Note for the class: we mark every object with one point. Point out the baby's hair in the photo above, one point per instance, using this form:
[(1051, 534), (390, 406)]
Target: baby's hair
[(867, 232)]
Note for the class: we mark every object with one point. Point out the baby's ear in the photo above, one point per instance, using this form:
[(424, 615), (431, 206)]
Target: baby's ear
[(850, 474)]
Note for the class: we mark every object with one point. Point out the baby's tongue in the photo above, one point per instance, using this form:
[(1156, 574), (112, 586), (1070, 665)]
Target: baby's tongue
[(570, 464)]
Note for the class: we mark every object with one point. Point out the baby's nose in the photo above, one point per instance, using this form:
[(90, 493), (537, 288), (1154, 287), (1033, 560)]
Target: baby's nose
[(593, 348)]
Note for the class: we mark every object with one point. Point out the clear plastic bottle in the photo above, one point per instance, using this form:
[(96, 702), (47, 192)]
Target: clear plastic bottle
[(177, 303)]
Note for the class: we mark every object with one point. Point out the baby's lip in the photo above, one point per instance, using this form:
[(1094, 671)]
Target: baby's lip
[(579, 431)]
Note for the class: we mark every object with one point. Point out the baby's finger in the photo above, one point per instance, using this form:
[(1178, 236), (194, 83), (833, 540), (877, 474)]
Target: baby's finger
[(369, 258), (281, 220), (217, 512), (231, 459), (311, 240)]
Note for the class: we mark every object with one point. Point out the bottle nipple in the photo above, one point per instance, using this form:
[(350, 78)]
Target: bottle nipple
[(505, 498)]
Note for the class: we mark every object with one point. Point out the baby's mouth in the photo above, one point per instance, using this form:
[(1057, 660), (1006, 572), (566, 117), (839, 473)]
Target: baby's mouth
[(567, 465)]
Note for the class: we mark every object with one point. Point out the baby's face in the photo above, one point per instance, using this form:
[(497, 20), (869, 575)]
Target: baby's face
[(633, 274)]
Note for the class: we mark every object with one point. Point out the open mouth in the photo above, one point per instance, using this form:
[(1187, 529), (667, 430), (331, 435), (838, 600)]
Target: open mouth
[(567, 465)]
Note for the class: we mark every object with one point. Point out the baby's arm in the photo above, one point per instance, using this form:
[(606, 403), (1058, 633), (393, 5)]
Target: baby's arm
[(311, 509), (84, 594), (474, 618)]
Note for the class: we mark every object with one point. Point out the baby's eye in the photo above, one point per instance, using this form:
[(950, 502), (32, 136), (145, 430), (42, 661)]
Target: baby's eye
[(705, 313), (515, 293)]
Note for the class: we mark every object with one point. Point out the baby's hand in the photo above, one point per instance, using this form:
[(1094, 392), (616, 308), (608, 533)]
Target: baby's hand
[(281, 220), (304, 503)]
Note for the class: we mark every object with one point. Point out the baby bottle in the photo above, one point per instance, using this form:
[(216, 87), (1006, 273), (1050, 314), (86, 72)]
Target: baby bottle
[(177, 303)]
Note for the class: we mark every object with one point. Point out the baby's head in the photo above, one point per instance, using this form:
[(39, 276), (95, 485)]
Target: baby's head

_THE PROBLEM_
Reproduce verbatim the lines of the records above, starting at the line containing "the baby's arm" and ending at the line containing "[(311, 509), (84, 594), (474, 618)]", with both of those lines included.

_SOLUTION FOR THIS TASK_
Note for the class: we mark every object with one point. Point out the baby's arm in the photo above, one point per instance, using this form:
[(606, 403), (1058, 633), (393, 5)]
Target: baby's arm
[(311, 509), (84, 594), (474, 618)]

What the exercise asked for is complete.